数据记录
....

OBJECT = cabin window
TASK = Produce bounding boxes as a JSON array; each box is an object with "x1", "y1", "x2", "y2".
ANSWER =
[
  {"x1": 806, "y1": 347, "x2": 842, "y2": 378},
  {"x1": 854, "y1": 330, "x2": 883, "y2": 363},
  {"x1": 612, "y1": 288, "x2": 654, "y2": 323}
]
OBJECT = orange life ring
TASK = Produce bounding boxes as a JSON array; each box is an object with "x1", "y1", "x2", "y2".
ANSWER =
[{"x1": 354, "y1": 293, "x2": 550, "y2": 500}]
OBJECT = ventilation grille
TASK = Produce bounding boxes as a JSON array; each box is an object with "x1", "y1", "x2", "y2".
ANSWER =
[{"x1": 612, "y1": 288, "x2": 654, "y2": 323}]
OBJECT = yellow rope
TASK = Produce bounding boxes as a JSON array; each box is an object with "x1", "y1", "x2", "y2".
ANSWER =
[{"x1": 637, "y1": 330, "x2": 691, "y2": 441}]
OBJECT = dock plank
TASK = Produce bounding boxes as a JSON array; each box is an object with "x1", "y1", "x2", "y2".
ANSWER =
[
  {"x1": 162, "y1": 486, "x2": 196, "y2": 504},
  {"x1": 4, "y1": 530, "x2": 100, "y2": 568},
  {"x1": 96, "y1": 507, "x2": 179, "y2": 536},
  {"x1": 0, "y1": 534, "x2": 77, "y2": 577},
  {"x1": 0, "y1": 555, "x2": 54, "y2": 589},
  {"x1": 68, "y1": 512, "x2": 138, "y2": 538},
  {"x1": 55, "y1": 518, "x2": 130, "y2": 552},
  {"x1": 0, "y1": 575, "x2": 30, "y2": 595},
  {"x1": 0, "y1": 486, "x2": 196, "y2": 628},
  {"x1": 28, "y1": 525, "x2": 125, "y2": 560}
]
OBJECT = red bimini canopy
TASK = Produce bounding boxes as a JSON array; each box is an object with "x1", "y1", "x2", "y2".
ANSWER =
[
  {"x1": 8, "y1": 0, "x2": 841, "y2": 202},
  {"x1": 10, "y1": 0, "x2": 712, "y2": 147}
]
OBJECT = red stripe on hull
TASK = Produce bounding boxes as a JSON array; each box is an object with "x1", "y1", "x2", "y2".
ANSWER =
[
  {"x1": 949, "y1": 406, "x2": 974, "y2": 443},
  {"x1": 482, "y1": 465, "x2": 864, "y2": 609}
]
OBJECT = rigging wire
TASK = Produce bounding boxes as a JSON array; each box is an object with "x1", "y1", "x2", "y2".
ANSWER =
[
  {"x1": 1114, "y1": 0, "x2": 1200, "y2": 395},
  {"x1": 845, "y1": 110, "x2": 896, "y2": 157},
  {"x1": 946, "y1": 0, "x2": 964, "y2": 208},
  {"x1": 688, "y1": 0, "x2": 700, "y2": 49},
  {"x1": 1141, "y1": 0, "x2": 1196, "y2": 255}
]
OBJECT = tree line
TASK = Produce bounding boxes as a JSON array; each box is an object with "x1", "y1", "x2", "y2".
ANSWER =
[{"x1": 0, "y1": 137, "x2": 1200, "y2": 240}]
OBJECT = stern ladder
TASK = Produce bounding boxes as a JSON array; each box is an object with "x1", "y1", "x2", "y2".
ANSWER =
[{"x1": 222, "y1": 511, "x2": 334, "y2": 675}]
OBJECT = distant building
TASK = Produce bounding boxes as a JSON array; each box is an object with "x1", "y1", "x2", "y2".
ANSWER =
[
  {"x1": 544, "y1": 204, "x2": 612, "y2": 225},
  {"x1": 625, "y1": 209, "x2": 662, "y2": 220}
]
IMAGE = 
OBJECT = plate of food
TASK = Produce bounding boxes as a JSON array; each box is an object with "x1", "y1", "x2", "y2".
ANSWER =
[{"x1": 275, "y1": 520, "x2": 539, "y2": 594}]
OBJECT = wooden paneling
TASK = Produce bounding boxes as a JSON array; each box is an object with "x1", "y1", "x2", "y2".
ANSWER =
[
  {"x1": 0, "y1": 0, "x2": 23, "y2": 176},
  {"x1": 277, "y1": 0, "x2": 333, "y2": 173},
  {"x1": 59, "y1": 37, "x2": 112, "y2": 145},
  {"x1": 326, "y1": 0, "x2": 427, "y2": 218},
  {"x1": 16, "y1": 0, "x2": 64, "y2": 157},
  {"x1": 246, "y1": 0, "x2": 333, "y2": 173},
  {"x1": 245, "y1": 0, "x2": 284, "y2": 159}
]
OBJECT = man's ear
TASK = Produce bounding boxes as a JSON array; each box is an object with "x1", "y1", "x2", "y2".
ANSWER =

....

将清单中从含有“OBJECT = man's ear”的那一行起、到清单末尾止的各行照录一遍，只把其中的“JSON array”换成“JSON list”，其余一概不动。

OBJECT = man's ear
TASK = Produce bounding boxes as a JSON list; each box is an object with "x1", "y1", "x2", "y2".
ANSWER =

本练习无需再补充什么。